> [Problem to work on]: Please state how many lines of the entries below contain the word "segment", giving only the number.

* begin The data *

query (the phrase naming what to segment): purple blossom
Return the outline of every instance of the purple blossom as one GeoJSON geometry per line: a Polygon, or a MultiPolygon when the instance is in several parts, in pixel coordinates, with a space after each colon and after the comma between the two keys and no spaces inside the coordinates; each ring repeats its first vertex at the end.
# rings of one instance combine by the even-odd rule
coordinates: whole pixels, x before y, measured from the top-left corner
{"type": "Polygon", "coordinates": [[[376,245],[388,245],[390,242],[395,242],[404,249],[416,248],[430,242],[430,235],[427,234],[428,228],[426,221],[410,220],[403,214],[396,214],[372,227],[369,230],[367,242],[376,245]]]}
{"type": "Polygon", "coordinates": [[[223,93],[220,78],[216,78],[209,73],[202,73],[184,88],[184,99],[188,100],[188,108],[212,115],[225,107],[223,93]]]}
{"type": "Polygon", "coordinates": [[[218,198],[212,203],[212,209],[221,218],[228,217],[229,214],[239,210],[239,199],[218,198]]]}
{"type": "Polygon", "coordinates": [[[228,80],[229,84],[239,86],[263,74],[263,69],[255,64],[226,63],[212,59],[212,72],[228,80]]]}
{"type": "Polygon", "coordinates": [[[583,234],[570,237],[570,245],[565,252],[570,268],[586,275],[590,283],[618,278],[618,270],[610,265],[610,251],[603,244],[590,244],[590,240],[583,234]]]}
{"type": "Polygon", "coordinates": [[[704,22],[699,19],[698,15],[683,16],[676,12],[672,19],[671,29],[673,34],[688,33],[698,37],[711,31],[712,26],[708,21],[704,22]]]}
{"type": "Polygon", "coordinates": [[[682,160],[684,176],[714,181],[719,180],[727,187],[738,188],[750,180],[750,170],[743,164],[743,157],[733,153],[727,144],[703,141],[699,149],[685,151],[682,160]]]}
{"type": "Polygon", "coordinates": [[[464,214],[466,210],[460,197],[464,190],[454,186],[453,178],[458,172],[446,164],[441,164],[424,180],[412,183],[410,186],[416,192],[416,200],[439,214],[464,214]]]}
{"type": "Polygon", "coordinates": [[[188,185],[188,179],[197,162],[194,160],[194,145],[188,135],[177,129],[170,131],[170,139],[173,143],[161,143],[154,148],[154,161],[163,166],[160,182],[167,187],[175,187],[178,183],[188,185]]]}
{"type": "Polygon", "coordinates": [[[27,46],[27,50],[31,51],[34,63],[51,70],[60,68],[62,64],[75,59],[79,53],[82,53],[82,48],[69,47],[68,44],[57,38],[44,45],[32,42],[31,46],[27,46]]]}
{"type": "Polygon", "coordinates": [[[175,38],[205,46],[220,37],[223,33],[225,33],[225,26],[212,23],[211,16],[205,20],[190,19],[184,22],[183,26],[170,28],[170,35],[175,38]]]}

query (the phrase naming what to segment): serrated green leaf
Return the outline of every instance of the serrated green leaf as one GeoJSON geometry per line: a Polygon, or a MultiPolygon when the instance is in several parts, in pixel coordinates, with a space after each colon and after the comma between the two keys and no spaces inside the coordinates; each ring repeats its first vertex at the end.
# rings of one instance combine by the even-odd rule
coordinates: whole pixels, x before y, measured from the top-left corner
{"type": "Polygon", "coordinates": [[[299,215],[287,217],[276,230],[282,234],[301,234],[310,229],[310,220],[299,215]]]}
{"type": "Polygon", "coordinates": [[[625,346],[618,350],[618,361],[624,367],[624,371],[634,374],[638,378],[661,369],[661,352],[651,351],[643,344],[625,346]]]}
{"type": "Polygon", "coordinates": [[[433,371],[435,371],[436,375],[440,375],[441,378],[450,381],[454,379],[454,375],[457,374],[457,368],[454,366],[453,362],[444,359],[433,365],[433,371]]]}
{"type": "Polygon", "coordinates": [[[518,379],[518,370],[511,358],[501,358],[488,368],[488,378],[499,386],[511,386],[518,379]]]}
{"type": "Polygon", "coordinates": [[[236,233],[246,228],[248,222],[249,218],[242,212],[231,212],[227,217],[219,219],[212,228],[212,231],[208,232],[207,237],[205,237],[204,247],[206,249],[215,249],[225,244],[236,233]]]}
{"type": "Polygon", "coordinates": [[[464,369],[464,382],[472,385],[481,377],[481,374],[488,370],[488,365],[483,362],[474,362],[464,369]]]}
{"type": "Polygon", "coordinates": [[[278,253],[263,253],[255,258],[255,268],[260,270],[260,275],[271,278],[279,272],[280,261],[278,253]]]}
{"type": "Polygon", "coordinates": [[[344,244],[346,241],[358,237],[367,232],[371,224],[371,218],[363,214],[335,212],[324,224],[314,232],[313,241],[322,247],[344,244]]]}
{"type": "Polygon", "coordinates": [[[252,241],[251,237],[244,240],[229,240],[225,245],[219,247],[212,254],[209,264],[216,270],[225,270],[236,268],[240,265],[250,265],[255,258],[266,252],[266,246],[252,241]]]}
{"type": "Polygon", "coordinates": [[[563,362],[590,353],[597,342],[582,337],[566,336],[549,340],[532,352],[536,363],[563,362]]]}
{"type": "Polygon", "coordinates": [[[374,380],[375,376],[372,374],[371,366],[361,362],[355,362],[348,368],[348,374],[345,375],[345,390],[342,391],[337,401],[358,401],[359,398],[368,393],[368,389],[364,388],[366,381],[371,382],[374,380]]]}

* end The data *

> [Exercise output]: 2